== RECORDS SHOWN

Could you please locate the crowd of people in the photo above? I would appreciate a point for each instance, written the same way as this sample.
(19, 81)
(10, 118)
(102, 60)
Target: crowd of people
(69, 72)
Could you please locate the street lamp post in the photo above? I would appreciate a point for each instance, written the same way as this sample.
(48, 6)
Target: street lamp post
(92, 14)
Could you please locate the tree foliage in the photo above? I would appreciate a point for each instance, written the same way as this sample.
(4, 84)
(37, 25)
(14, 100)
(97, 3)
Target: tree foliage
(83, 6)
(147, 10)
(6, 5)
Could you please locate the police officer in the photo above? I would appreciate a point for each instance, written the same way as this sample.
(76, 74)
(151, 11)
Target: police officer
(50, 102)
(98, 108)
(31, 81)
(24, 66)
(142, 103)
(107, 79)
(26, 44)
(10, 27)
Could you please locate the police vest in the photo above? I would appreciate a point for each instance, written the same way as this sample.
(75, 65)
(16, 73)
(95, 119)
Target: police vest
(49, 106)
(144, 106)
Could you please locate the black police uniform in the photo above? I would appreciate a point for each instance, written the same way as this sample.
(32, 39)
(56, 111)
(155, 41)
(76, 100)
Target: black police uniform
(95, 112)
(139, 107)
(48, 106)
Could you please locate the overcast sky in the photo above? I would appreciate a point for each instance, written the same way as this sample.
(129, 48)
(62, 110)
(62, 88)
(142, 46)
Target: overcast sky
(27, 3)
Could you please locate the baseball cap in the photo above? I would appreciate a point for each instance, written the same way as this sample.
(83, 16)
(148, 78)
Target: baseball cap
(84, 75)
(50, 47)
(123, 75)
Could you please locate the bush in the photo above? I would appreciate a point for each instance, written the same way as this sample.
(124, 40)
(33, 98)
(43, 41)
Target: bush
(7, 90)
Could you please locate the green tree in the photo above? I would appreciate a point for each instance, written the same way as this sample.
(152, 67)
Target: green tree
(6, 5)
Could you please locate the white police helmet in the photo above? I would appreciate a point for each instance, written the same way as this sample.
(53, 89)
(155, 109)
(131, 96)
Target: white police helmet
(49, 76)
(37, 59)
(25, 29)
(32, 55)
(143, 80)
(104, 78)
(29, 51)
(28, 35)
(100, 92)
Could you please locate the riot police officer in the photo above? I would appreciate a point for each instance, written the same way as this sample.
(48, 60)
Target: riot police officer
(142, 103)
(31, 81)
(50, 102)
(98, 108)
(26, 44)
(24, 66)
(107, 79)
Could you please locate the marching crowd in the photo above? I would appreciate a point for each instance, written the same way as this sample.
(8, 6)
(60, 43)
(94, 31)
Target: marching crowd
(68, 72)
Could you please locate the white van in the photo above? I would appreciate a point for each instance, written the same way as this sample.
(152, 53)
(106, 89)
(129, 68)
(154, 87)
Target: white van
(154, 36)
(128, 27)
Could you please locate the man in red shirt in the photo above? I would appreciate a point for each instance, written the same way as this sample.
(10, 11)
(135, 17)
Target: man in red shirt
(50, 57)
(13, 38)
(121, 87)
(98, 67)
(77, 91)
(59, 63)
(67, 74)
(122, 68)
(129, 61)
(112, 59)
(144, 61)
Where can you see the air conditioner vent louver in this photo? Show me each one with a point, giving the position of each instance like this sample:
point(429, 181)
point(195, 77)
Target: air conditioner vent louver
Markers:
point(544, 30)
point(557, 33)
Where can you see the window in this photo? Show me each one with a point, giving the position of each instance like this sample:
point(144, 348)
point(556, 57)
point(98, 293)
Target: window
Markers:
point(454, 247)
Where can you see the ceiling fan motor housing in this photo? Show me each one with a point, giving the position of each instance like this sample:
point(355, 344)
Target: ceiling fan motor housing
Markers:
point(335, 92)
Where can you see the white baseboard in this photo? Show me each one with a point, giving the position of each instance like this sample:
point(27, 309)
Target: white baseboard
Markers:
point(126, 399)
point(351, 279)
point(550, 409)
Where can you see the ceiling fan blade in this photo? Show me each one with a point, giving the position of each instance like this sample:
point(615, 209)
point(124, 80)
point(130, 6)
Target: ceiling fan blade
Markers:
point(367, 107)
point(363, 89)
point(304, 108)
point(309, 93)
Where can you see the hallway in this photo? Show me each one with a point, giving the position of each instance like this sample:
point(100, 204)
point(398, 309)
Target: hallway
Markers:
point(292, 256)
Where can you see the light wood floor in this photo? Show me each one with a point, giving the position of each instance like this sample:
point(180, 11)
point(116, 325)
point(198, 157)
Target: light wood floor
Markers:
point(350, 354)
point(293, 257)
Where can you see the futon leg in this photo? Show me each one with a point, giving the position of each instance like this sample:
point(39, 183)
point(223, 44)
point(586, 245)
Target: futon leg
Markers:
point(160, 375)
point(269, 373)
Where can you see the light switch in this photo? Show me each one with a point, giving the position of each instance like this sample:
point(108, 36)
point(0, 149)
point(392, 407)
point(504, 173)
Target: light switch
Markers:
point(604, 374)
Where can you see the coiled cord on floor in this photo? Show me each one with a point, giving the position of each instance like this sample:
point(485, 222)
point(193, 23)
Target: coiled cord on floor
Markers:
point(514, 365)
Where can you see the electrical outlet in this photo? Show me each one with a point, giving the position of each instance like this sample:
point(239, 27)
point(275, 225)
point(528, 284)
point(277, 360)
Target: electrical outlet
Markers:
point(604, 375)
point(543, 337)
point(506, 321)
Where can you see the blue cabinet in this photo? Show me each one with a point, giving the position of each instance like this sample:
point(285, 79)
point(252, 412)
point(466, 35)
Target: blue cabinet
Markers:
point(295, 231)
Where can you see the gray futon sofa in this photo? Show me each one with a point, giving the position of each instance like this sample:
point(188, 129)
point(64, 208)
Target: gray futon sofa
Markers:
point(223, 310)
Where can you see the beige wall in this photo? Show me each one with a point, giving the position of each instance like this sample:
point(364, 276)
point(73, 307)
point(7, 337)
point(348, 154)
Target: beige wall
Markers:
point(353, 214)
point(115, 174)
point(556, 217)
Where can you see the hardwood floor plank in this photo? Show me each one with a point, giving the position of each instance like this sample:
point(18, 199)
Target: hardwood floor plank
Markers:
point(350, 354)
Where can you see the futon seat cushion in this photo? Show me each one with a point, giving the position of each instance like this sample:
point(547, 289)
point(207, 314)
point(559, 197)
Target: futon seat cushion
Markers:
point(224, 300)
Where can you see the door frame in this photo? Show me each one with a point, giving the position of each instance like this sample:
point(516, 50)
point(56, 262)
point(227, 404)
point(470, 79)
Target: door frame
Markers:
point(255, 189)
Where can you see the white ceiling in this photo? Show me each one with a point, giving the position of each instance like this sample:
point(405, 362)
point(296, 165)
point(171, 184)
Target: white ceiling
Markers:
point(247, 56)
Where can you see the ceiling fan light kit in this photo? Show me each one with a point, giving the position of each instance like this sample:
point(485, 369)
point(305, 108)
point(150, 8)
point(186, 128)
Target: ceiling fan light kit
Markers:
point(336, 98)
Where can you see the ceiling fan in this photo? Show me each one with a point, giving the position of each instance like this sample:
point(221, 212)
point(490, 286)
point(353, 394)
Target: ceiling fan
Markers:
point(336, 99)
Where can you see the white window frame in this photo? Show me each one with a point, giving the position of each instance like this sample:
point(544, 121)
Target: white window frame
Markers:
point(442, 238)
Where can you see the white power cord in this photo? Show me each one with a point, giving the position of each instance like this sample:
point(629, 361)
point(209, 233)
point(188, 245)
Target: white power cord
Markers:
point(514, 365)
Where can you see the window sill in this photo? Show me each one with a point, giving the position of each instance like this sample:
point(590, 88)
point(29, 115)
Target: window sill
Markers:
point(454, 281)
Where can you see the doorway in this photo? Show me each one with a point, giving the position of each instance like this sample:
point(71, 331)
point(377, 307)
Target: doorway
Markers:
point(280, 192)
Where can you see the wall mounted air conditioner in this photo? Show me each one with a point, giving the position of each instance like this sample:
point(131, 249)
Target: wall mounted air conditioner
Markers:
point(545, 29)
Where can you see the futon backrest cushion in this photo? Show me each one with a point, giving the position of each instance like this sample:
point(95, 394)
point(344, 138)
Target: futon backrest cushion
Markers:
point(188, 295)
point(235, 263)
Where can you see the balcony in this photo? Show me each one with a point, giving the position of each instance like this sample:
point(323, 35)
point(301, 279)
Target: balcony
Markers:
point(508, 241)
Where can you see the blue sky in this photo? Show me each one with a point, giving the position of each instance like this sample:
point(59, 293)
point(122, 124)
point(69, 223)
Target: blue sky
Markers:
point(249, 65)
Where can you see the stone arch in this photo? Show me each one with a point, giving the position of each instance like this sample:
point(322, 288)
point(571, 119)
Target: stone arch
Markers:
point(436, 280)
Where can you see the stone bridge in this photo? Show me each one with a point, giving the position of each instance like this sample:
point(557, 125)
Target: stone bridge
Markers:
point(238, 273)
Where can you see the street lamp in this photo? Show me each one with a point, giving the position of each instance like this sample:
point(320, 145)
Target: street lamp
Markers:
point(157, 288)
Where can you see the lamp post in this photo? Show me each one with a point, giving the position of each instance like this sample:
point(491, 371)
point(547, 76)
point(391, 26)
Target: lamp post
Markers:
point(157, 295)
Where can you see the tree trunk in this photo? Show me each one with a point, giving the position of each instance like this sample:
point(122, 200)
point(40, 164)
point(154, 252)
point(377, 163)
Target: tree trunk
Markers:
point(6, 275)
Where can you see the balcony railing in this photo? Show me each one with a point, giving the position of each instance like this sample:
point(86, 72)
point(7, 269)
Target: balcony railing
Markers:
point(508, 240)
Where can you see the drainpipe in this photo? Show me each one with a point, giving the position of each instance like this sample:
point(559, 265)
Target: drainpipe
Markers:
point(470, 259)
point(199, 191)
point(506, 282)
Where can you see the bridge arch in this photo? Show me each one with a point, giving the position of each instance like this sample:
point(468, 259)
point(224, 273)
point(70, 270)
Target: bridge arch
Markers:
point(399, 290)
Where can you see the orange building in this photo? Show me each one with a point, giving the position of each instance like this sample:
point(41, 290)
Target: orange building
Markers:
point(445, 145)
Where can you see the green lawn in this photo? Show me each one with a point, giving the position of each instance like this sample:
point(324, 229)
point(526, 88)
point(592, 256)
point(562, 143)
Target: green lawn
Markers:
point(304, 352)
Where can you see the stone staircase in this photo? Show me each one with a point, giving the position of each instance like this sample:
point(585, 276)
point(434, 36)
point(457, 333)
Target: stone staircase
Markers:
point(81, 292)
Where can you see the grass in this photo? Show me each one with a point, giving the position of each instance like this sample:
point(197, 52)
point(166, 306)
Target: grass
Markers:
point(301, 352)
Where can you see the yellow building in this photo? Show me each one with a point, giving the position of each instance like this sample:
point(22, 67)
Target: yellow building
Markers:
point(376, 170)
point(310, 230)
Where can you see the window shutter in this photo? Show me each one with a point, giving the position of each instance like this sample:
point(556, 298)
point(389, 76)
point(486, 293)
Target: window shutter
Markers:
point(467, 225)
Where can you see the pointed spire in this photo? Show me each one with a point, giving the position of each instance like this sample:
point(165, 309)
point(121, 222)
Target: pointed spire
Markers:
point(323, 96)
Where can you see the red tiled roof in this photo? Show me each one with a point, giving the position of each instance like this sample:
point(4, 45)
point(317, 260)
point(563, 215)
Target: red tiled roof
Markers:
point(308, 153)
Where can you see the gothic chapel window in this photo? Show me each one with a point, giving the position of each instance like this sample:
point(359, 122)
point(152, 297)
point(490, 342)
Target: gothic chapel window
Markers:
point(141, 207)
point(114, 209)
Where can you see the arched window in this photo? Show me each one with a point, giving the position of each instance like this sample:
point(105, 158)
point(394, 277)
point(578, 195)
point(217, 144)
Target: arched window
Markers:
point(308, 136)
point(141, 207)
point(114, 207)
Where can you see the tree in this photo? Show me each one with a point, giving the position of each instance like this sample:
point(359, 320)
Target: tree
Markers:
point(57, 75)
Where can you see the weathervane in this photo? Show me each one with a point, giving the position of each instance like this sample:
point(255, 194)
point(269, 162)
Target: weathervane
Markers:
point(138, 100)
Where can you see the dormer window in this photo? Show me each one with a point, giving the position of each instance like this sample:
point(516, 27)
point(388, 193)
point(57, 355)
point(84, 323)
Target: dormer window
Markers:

====

EXERCISE REQUIREMENTS
In the entries above, find each line that includes the string "light" and copy it.

RESULT FOR THIS EXERCISE
Where can you see the light wood floor in this photo? Show me each one with a point, giving the position of each instance like this sample:
Target: light wood floor
Where can you see the light switch in this photo? Show me each one with a point, giving the position of each instance like this sample:
Target: light switch
Where can you see the ceiling fan light kit in this photo? Show me each one with a point, giving the position of each instance like this sample:
Target: ceiling fan light kit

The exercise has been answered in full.